# [Pedido dado]
Copie sem nenhuma alteração as linhas dos registros desde o início até a linha que contém "x=508 y=363", incluindo esta última.

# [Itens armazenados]
■ ■ ■ ■ ■

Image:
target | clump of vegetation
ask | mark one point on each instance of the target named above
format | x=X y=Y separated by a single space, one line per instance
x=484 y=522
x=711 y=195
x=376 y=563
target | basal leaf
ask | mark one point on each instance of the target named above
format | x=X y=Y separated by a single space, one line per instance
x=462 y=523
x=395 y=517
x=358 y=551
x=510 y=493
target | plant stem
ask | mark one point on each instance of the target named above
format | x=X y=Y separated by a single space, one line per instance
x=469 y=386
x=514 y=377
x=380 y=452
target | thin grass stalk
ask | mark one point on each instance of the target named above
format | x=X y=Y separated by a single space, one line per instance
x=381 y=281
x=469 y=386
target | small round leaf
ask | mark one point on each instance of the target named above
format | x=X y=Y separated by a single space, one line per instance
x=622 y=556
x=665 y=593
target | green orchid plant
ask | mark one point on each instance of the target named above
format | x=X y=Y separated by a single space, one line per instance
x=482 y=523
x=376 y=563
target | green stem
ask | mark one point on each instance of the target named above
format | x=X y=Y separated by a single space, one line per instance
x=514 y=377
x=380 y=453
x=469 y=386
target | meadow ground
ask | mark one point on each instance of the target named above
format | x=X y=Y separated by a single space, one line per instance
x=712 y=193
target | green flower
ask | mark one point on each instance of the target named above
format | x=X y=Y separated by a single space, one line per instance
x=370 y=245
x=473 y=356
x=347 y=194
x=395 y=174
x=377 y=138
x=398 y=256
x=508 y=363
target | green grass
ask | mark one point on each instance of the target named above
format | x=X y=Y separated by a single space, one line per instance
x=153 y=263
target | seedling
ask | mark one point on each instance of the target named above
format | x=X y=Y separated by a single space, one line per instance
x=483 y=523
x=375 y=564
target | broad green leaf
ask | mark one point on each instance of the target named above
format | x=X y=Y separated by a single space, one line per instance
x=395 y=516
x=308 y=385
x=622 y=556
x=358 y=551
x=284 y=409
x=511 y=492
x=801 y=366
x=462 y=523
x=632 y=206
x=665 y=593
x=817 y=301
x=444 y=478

■ ■ ■ ■ ■

# [Resultado]
Image:
target | clump of vegetation
ask | mark one point on each instance of the target named above
format | x=X y=Y separated by a single space, one line per instance
x=484 y=522
x=711 y=195
x=376 y=563
target | basal leaf
ask | mark one point on each instance of the target named above
format | x=X y=Y separated by a single space, one line per instance
x=462 y=523
x=395 y=517
x=358 y=551
x=510 y=493
target | plant stem
ask | mark one point on each instance of the target named above
format | x=X y=Y separated by a single space, one line per instance
x=469 y=386
x=514 y=377
x=380 y=452
target | thin grass stalk
ask | mark one point on each instance of the target named above
format | x=X y=Y separated by a single space, one line per instance
x=381 y=281
x=469 y=386
target | small round leaf
ask | mark one point on each instance of the target named above
format | x=X y=Y separated by a single space, one line per instance
x=622 y=556
x=665 y=593
target | green orchid plant
ask | mark one point on each instance of the target named above
format | x=X y=Y separated by a single space, one line per instance
x=482 y=523
x=376 y=563
target | green stem
ask | mark one point on each instance of the target named above
format | x=X y=Y separated by a single space, one line per instance
x=514 y=377
x=380 y=453
x=469 y=386
target | meadow ground
ask | mark one point on each instance of the target named above
format | x=X y=Y separated by a single space, one line per instance
x=712 y=193
target | green flower
ask | mark one point on each instance of the target named above
format | x=X y=Y separated by a single space, one line per instance
x=370 y=245
x=473 y=356
x=347 y=194
x=395 y=174
x=377 y=138
x=398 y=256
x=508 y=363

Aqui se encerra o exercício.